(Excerpts of pointing data)
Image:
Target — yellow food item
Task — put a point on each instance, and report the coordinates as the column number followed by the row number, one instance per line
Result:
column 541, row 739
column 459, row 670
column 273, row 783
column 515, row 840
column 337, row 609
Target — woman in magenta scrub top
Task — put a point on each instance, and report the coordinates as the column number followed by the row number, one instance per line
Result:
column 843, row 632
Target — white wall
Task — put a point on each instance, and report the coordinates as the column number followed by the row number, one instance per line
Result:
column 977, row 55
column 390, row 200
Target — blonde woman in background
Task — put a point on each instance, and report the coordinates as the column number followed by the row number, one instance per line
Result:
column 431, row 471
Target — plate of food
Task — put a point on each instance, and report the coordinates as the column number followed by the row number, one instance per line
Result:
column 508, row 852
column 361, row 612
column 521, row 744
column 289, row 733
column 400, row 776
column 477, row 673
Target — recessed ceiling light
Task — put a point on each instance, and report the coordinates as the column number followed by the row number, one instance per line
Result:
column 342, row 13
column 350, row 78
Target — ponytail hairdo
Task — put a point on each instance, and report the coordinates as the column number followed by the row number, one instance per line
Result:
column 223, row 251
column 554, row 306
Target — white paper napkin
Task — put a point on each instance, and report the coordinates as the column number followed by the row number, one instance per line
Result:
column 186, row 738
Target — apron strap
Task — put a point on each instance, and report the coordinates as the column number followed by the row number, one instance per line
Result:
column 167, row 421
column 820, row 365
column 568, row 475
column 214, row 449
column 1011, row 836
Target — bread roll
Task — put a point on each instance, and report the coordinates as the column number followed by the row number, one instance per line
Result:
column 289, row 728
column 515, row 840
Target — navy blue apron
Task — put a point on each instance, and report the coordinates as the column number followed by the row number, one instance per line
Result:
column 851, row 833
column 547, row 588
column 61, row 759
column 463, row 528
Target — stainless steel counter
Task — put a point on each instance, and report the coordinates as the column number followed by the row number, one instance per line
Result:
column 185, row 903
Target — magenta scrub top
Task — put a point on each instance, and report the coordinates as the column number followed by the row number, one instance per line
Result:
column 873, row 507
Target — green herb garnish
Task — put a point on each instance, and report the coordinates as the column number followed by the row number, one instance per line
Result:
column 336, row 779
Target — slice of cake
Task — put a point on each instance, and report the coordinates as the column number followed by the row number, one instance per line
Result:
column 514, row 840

## Work instructions
Print the line containing "Target — bread roll" and every line after it to the end of the records above, exactly as written, and nothing else.

## Complete output
Target — bread roll
Task — put a point on each instance, and report the coordinates as the column number followed by the row number, one instance per line
Result:
column 289, row 728
column 515, row 840
Target — navy blue apron
Task — put a point on each instance, and report the coordinates as the column number followed by the row number, one instance per line
Result:
column 851, row 833
column 547, row 588
column 61, row 759
column 463, row 528
Target — stainless steel counter
Task — put a point on each instance, and report the coordinates as the column number followed by the row number, one instance per line
Result:
column 185, row 903
Target — magenta scrub top
Task — put a point on each instance, and report the coordinates as the column number followed by the row number, one instance per line
Result:
column 873, row 507
Target — green herb garnish
Task — put a point on each instance, and report the coordinates as the column number followed by the row number, one instance per line
Result:
column 336, row 779
Target — slice of cake
Task — put a point on each instance, and report the coordinates as the column number followed by the row number, one instance per line
Result:
column 514, row 840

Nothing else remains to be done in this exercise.